Segment Start: Provided records

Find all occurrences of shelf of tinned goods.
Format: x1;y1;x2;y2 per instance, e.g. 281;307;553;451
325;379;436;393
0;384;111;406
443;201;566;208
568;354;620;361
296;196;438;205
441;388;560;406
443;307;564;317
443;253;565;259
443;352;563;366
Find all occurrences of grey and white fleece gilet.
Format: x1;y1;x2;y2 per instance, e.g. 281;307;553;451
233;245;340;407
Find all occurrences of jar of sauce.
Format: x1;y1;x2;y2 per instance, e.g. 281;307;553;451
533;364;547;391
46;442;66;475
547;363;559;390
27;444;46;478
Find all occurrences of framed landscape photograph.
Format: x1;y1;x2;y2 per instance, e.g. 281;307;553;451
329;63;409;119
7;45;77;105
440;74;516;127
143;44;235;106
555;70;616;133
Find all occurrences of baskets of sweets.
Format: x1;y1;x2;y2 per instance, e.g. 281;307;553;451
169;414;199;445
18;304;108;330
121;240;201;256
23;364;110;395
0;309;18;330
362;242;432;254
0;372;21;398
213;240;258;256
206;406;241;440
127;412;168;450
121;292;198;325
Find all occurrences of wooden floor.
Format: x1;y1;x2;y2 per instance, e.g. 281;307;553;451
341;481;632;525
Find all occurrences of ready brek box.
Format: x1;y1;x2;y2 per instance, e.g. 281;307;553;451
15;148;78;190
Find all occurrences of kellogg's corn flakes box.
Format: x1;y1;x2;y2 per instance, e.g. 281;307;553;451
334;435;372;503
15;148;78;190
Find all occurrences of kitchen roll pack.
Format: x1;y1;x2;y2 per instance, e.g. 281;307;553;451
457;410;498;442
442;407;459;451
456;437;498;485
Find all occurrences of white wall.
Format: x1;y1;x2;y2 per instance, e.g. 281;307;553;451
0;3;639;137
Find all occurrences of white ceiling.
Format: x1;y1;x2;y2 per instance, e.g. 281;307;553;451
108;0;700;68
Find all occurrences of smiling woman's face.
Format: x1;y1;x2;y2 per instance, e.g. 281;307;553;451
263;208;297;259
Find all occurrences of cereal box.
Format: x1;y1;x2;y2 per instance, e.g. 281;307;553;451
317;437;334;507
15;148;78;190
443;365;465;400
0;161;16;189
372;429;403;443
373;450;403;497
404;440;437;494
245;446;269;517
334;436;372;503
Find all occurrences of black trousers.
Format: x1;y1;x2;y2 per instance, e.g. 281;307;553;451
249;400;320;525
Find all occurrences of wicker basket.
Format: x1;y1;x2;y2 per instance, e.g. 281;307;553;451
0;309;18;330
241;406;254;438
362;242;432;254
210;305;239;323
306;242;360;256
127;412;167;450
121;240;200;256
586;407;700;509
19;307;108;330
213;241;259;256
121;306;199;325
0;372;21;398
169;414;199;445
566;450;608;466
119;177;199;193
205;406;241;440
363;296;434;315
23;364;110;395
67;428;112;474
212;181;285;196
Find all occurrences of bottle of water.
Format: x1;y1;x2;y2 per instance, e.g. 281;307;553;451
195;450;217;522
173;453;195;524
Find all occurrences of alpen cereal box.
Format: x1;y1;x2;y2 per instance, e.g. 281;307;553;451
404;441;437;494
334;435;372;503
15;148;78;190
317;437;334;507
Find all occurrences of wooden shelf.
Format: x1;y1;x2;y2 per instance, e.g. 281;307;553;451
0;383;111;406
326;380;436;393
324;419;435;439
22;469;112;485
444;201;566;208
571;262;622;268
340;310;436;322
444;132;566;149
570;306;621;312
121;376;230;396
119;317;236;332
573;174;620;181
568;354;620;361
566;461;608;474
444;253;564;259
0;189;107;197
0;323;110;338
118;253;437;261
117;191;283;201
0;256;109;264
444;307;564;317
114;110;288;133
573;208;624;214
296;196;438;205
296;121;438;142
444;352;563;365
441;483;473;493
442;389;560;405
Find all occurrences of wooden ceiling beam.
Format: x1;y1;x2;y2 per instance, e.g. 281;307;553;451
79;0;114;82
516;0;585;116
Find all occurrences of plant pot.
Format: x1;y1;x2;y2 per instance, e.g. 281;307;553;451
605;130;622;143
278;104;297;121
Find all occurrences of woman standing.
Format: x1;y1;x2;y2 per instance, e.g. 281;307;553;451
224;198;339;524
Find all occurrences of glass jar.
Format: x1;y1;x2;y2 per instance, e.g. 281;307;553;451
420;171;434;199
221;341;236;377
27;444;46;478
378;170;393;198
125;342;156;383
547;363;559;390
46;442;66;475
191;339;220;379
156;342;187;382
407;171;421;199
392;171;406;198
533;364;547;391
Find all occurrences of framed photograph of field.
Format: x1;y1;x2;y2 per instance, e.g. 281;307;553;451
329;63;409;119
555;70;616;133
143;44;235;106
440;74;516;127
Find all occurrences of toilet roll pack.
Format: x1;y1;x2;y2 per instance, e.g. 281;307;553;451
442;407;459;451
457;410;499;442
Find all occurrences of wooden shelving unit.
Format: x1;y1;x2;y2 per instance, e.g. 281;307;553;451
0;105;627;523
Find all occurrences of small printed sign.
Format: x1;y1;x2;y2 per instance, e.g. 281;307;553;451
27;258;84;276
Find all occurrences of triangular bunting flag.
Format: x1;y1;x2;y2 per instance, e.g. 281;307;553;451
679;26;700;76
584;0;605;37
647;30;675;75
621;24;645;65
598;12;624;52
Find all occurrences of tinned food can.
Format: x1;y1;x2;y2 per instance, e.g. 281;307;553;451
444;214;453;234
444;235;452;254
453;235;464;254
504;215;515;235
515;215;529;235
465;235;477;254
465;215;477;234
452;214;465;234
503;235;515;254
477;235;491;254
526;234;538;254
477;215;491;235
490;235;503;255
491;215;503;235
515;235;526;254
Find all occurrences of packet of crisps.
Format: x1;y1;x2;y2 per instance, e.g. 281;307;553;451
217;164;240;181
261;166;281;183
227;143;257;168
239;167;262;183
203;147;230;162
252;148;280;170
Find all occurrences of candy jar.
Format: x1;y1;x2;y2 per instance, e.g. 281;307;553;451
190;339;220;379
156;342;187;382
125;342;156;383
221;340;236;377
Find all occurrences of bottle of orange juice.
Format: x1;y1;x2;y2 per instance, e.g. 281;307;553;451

Segment End: Provided records

Requirement –
All of the material above must be transcribed exactly, with no line dropped.

Exercise output –
Find all occurrences of shelf of tinned goods.
Format: x1;y1;x2;y2 per instance, e.g. 281;307;553;451
325;379;436;393
0;384;111;406
443;201;566;208
568;354;620;361
296;196;438;205
441;388;560;406
443;307;564;317
443;253;565;259
443;352;563;366
Find all occurrences of grey and white fleece gilet.
Format: x1;y1;x2;y2 per instance, e.g. 281;307;553;451
233;245;340;407
Find all occurrences of jar of sauce.
Format: x1;y1;x2;y2 per instance, e.g. 281;307;553;451
533;364;547;391
46;442;66;475
547;363;559;390
27;444;46;478
Find all occurrences of framed landscape photograph.
Format: x1;y1;x2;y2 per instance, e.g. 281;307;553;451
329;63;409;119
7;45;77;105
440;74;516;127
143;44;235;106
555;70;616;133
Find all occurrences of baskets of sweets.
Format: x1;y1;x2;y2 per instance, e.g. 281;307;553;451
169;414;199;445
18;304;108;330
121;240;201;256
23;364;110;395
0;309;18;330
362;242;432;254
0;372;21;398
213;240;258;256
206;406;241;440
127;412;168;450
121;292;198;325
Find all occurrences of wooden floor.
Format: x1;y1;x2;y2 per instance, e.g. 281;307;553;451
341;481;632;525
Find all occurrences of ready brek box.
Format: x1;y1;x2;y2 per instance, e.g. 281;307;553;451
15;148;78;190
Find all occurrences of kellogg's corn flakes box.
Format: x1;y1;x2;y2 per instance, e.g. 281;307;553;451
334;435;372;503
15;148;78;190
Find all occurrences of kitchen roll pack.
Format: x1;y1;x2;y2 per instance, e.g. 281;307;553;451
457;410;498;442
442;407;459;451
456;437;498;485
Find all occurrences of white wall.
Format: x1;y1;x2;y2 per instance, e.g. 281;307;553;451
0;3;639;137
Find all occurrences of white ceiling.
Format: x1;y1;x2;y2 per instance, e.g. 281;307;553;451
108;0;700;68
Find all occurrences of smiling woman's face.
Format: x1;y1;x2;y2 per instance, e.g. 281;307;553;451
263;208;297;259
Find all occurrences of cereal box.
Format: x1;y1;x2;y2 per instance, e.g. 281;307;553;451
317;437;334;507
15;148;78;190
443;365;465;400
0;161;16;189
372;429;403;443
373;450;403;497
404;440;437;494
245;446;269;517
334;436;372;503
Find all occurrences of black trousers.
Format: x1;y1;x2;y2 per instance, e.g. 281;307;553;451
249;400;320;525
Find all occurrences of wicker basket.
Format: x1;y1;x2;y2 per instance, e.g. 281;307;553;451
0;309;18;330
241;406;254;438
362;242;432;254
210;305;239;323
306;242;360;256
127;412;167;450
121;240;200;256
586;407;700;509
19;307;108;330
213;241;259;256
121;306;199;325
0;372;21;398
169;414;199;445
566;450;608;466
119;177;199;193
205;406;241;440
363;296;434;315
23;364;110;395
67;428;112;474
212;181;285;196
Find all occurrences of bottle of water.
Format: x1;y1;x2;y2 per instance, e.g. 281;307;553;451
195;450;217;522
173;453;195;524
Find all occurrences of alpen cereal box.
Format: x1;y1;x2;y2 per instance, e.g. 281;307;553;451
404;441;437;494
334;435;372;503
15;148;78;190
317;437;334;507
Find all occurrences of wooden shelf.
Format: x1;y1;x2;y2 per instance, e.g. 281;307;553;451
0;383;111;406
326;380;436;393
324;419;435;439
22;469;112;485
444;201;566;208
571;262;622;268
340;310;436;322
444;132;566;149
570;306;621;312
121;376;230;396
119;317;236;332
573;174;620;181
568;354;620;361
566;461;608;474
444;253;564;259
0;189;107;197
0;323;110;338
118;253;437;261
117;191;283;201
0;256;109;264
444;307;564;317
114;110;288;133
573;208;624;214
296;196;438;205
296;121;438;142
444;352;563;365
441;483;473;493
442;389;560;405
Find all occurrences of wooden ceiling beam.
Format: x1;y1;x2;y2 per instance, e.g. 281;307;553;451
79;0;114;82
516;0;585;116
Find all occurrences of plant pot.
Format: x1;y1;x2;y2 per instance, e.g. 281;307;553;451
605;130;622;143
278;104;297;121
Find all occurrences of woman standing.
Format: x1;y1;x2;y2 per instance, e.g. 281;307;553;451
224;198;339;524
Find all occurrences of glass jar.
Format: x1;y1;x2;y2 per instance, e.g. 281;307;553;451
420;171;434;199
221;341;236;377
27;444;46;478
378;170;393;198
125;342;156;383
547;363;559;390
46;442;66;475
191;339;220;379
156;342;187;382
407;171;421;199
392;171;406;198
533;364;547;391
Find all occurrences of framed photograph of field.
Format: x1;y1;x2;y2 per instance, e.g. 281;307;553;451
329;63;409;119
555;70;616;133
143;44;235;106
440;74;516;127
Find all occurrences of toilet roll pack.
Format: x1;y1;x2;y2 per instance, e.g. 281;307;553;451
442;407;459;451
457;410;499;442
Find all occurrences of wooden shelving unit.
Format: x1;y1;x2;y2 per instance, e.g. 281;307;553;451
0;105;627;523
Find all occurrences of small printed sign.
Format: x1;y1;x2;y2 per instance, e.g. 281;307;553;451
27;258;84;276
Find all occurrences of triangular bunting flag.
Format: x1;y1;x2;y2 per instance, e.g. 281;307;553;451
679;26;700;76
584;0;605;37
647;30;675;75
621;24;645;65
598;12;624;52
Find all occurrences of tinned food can.
Format: x1;y1;x2;y2 per instance, e.g. 281;307;553;451
444;214;453;234
444;235;452;254
453;235;464;254
504;215;515;235
515;215;529;235
465;235;477;254
465;215;477;234
452;214;465;234
503;235;515;254
477;235;491;254
526;234;538;254
477;215;491;235
490;235;503;255
491;215;503;235
515;235;526;254
Find all occurrences of packet of crisps.
Format: x1;y1;x2;y2 per instance, e.g. 281;307;553;451
217;164;240;181
261;166;281;183
227;143;257;168
239;167;262;183
203;147;230;162
252;148;280;170
Find all occurrences of candy jar.
Format: x1;y1;x2;y2 per instance, e.g. 281;307;553;451
190;339;220;379
156;342;187;382
125;342;156;383
221;340;236;377
Find all occurrences of bottle of orange juice.
Format: x1;y1;x2;y2 per instance, e.g. 281;307;553;451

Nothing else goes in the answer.